Copy the records below word for word, from the first line through the line that contains "coat in the picture.", and leave out any pictures.

Referring expression pointing data:
>>>>>
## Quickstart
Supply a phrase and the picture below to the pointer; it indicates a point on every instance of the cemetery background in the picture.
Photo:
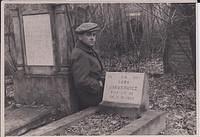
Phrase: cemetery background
(158, 39)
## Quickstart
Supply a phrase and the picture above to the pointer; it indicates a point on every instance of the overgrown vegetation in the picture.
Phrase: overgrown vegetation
(135, 38)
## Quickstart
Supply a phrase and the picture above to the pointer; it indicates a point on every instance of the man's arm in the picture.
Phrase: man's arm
(82, 79)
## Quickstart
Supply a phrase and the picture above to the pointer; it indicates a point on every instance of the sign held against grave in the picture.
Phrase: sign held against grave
(126, 90)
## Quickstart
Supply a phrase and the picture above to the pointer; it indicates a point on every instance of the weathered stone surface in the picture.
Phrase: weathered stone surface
(151, 123)
(20, 120)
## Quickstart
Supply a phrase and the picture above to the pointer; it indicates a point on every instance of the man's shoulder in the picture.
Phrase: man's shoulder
(77, 52)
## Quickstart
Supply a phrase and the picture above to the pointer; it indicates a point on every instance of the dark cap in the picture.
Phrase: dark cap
(87, 27)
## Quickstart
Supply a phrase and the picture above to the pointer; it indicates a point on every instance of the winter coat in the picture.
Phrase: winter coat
(87, 71)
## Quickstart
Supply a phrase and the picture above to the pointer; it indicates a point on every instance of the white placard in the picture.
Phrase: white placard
(38, 39)
(124, 87)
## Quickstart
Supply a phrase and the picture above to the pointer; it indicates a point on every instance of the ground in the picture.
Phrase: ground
(173, 93)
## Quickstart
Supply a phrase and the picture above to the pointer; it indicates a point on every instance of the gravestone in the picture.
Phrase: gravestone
(125, 93)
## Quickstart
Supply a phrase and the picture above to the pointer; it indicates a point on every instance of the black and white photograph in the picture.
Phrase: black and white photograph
(96, 69)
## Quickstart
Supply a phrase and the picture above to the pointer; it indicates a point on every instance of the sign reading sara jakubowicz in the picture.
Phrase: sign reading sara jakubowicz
(124, 87)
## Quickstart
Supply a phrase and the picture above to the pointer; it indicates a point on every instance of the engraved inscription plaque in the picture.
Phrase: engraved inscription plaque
(124, 87)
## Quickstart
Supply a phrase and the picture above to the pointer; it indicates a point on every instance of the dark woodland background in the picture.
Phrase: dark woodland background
(159, 39)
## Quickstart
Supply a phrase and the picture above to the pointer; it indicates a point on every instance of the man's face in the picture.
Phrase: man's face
(88, 38)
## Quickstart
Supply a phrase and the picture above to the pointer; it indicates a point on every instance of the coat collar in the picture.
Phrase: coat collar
(84, 47)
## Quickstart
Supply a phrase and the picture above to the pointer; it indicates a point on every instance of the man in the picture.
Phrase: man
(87, 69)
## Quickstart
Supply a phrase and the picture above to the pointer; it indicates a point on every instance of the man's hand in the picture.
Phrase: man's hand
(101, 84)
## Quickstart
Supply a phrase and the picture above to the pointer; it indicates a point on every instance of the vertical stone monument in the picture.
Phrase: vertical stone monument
(126, 93)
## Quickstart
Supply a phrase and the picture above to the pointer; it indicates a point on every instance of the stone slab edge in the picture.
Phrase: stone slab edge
(35, 122)
(54, 127)
(151, 123)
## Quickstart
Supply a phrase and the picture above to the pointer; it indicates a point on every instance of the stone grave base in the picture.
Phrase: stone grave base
(126, 110)
(150, 123)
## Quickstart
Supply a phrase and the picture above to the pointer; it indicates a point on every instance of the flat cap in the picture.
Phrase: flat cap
(87, 27)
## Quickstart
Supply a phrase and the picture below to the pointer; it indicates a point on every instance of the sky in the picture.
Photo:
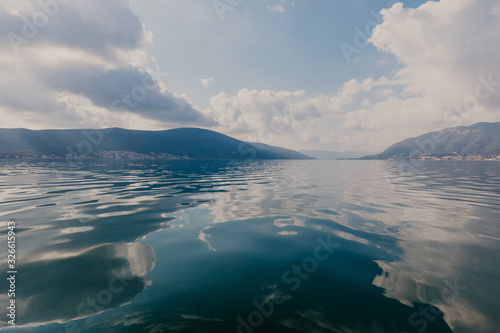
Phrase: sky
(337, 75)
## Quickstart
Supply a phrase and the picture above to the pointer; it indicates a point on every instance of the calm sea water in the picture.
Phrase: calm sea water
(262, 246)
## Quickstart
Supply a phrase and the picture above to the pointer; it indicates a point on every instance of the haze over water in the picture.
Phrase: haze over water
(254, 246)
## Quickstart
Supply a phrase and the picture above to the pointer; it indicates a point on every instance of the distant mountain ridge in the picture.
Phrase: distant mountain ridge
(122, 143)
(334, 155)
(481, 140)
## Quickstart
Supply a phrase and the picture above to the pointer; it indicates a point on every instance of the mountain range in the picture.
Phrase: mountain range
(334, 155)
(192, 143)
(478, 141)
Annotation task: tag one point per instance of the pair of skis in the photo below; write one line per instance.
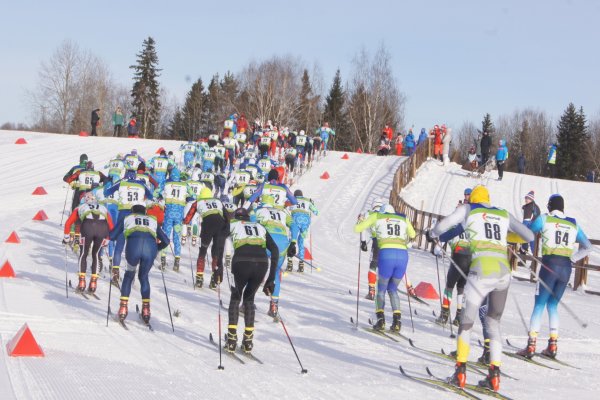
(238, 356)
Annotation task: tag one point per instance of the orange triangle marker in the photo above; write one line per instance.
(40, 216)
(23, 344)
(39, 191)
(13, 238)
(426, 290)
(7, 271)
(307, 255)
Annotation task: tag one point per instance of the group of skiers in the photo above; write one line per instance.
(146, 206)
(478, 235)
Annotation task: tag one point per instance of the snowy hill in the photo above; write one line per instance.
(86, 358)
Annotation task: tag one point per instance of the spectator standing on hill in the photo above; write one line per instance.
(95, 121)
(118, 122)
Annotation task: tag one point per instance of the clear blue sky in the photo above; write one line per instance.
(454, 60)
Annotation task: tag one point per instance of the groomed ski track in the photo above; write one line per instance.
(85, 358)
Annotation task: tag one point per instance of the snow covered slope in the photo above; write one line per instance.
(86, 358)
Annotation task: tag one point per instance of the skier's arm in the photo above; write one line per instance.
(365, 223)
(272, 247)
(520, 229)
(190, 214)
(71, 220)
(585, 247)
(163, 240)
(458, 216)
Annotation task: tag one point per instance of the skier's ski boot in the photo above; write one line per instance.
(492, 381)
(456, 321)
(76, 242)
(81, 285)
(444, 315)
(231, 344)
(247, 340)
(273, 309)
(146, 310)
(199, 279)
(528, 351)
(93, 283)
(371, 294)
(213, 282)
(123, 308)
(396, 322)
(380, 324)
(485, 356)
(552, 348)
(459, 378)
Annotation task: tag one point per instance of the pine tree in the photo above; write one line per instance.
(487, 125)
(193, 111)
(573, 139)
(335, 113)
(145, 92)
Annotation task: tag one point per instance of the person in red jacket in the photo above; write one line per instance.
(95, 225)
(389, 132)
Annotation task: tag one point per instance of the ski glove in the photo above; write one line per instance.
(269, 287)
(67, 239)
(292, 250)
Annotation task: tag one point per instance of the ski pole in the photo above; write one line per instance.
(191, 265)
(307, 263)
(108, 305)
(358, 279)
(583, 324)
(167, 296)
(65, 205)
(437, 264)
(66, 273)
(302, 369)
(220, 336)
(409, 306)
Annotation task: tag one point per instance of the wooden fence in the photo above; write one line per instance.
(423, 220)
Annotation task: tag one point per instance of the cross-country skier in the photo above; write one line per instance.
(393, 232)
(95, 225)
(213, 230)
(144, 238)
(489, 274)
(249, 267)
(559, 233)
(301, 219)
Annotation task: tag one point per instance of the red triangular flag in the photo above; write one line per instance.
(40, 216)
(39, 191)
(7, 271)
(24, 344)
(13, 238)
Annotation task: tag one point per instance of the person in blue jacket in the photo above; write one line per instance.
(409, 143)
(144, 239)
(501, 157)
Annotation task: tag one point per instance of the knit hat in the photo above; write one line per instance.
(480, 194)
(556, 202)
(530, 195)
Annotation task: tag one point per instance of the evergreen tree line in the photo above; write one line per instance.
(530, 133)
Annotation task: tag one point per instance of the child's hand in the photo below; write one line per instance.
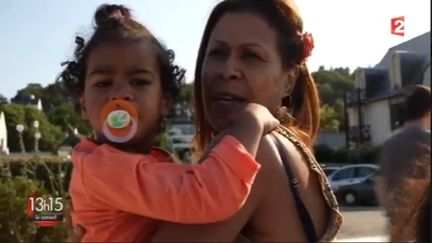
(257, 114)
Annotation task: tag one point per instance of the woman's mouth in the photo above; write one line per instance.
(227, 98)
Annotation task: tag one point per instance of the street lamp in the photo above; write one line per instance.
(37, 135)
(20, 129)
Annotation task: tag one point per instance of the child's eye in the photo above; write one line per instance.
(140, 82)
(217, 53)
(251, 55)
(103, 83)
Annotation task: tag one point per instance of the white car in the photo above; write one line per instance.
(351, 174)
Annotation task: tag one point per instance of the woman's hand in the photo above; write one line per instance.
(74, 233)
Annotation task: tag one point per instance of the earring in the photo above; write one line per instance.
(285, 117)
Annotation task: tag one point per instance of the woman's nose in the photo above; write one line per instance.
(231, 69)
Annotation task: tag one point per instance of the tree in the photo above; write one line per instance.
(52, 95)
(3, 100)
(26, 115)
(66, 117)
(329, 119)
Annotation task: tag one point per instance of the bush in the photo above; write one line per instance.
(363, 154)
(20, 177)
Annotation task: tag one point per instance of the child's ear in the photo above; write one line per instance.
(166, 105)
(83, 110)
(289, 81)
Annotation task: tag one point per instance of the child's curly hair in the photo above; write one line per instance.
(113, 23)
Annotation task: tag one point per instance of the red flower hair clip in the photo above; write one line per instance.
(308, 45)
(117, 14)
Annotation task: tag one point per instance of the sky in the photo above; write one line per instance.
(36, 36)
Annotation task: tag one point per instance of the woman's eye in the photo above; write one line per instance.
(251, 55)
(140, 82)
(216, 53)
(103, 83)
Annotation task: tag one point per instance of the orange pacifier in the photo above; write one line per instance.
(119, 120)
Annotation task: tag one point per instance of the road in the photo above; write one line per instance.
(360, 222)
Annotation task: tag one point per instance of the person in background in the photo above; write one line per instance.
(403, 181)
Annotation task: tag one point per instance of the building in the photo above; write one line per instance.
(4, 149)
(375, 111)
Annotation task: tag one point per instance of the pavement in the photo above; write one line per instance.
(363, 224)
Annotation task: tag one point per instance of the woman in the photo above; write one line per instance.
(255, 51)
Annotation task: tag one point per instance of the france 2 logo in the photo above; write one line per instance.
(398, 26)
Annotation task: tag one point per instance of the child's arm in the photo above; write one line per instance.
(209, 192)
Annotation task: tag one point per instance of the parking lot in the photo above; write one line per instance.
(363, 224)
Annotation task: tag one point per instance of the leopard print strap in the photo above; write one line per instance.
(335, 220)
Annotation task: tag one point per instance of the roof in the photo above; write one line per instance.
(419, 44)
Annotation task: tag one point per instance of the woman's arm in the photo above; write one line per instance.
(228, 230)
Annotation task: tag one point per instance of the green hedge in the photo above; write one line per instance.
(364, 154)
(20, 177)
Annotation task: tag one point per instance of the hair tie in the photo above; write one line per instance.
(308, 45)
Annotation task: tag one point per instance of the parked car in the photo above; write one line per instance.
(328, 170)
(358, 193)
(181, 137)
(351, 174)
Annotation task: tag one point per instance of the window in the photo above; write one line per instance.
(364, 171)
(396, 115)
(344, 174)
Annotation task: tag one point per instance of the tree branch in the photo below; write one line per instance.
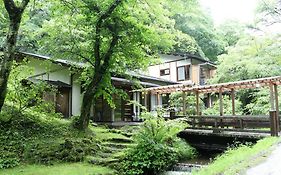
(14, 11)
(100, 20)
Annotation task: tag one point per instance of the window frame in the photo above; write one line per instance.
(162, 72)
(187, 73)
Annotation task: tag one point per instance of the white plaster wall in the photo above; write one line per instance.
(153, 102)
(59, 73)
(155, 70)
(56, 72)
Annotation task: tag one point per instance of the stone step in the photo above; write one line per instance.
(120, 140)
(118, 145)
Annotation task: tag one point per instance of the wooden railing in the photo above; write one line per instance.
(238, 123)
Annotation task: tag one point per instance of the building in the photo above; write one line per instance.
(183, 68)
(64, 75)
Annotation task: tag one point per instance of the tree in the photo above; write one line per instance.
(15, 11)
(192, 20)
(231, 31)
(252, 57)
(269, 12)
(112, 37)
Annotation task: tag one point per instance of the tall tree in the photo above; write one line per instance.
(192, 20)
(112, 37)
(15, 11)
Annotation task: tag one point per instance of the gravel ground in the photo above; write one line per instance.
(271, 166)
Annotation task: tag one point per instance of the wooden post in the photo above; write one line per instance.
(158, 99)
(233, 101)
(277, 107)
(271, 97)
(145, 100)
(273, 123)
(221, 102)
(197, 103)
(184, 104)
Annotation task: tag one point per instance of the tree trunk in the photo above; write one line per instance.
(15, 14)
(89, 99)
(7, 60)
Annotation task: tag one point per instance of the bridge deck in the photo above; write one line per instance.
(225, 133)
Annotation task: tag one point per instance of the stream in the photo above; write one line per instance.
(186, 167)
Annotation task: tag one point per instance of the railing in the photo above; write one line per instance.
(238, 123)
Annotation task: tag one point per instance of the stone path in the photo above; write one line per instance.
(272, 165)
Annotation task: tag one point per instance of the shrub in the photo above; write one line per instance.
(157, 147)
(70, 150)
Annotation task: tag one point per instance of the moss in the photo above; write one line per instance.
(236, 160)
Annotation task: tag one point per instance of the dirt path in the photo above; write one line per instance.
(271, 166)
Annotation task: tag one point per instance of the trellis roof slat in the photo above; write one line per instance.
(245, 84)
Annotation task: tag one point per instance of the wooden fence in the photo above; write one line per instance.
(237, 123)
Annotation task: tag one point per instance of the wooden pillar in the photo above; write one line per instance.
(184, 103)
(158, 99)
(273, 123)
(277, 107)
(221, 102)
(197, 103)
(271, 97)
(233, 101)
(145, 100)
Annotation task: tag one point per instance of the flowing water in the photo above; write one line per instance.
(188, 166)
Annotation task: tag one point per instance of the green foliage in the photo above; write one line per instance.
(252, 57)
(38, 137)
(237, 160)
(157, 147)
(227, 107)
(67, 150)
(23, 93)
(176, 102)
(231, 32)
(192, 20)
(268, 12)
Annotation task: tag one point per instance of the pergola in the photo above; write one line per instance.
(271, 82)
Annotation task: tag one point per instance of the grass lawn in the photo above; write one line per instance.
(59, 169)
(237, 160)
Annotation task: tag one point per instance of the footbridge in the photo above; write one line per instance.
(217, 131)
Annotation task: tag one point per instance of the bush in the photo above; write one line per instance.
(70, 150)
(157, 147)
(41, 138)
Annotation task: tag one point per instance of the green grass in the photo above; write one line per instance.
(59, 169)
(237, 160)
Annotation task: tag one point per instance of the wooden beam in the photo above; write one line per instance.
(221, 102)
(184, 102)
(145, 101)
(277, 107)
(158, 99)
(233, 101)
(197, 103)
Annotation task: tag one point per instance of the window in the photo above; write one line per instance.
(183, 73)
(164, 72)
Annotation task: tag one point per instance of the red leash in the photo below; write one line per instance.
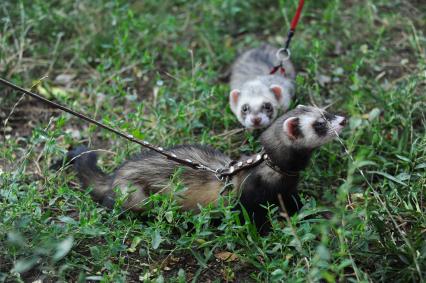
(290, 34)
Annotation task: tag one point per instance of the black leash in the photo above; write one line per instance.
(284, 54)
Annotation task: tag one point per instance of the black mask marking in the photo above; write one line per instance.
(320, 128)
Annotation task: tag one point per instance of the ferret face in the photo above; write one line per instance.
(311, 127)
(256, 105)
(256, 113)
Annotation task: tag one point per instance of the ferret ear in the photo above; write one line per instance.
(277, 91)
(234, 95)
(291, 127)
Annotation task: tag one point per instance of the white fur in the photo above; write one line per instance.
(310, 139)
(255, 94)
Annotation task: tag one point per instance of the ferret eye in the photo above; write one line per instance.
(245, 108)
(267, 106)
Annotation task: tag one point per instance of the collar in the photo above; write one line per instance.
(277, 169)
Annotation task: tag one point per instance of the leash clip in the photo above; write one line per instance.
(283, 54)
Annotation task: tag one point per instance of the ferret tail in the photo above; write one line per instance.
(91, 176)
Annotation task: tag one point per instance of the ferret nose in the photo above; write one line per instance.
(256, 120)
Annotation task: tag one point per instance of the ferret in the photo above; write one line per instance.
(288, 142)
(257, 96)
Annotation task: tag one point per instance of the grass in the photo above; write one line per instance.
(158, 70)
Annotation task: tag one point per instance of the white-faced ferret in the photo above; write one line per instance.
(288, 142)
(256, 95)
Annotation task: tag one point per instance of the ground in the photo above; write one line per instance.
<<<<<
- **Exercise output**
## Quickstart
Supply a phrase and the picture below to the pointer; it indicates a point on every instance of the cemetery background in the picture.
Photo:
Phrase: cemetery background
(158, 39)
## Quickstart
Supply a phrase and the picture above to the pointer; it indicates a point on every instance of the overgrown vegetation in the picture.
Phrase: overgrown vegetation
(135, 38)
## Quickstart
Supply a phrase and the picture above to the pointer; it indicates a point on every instance of the man's arm in the picture.
Phrase: man's arm
(82, 79)
## Quickstart
Supply a phrase and the picture above to the pointer; it indicates a point on every instance of the sign held against grave in the picture.
Phrase: sign held against grave
(126, 90)
## Quickstart
Supply a phrase and the picture above to the pointer; it indicates a point on every instance of the weathered stone surface in the picture.
Phrase: weathered stone surface
(151, 123)
(20, 120)
## Quickstart
Supply a phrase and the picture above to the pointer; it indicates a point on every instance of the man's shoulder in the picture.
Phrase: man's shoulder
(77, 52)
## Quickstart
Supply a phrase and the picture above to the pointer; it indicates a point on every instance of the dark cap in the picture.
Phrase: dark cap
(87, 27)
## Quickstart
Supply a phrase and the picture above to the pointer; it indicates a point on every instance of the winter coat in the picture.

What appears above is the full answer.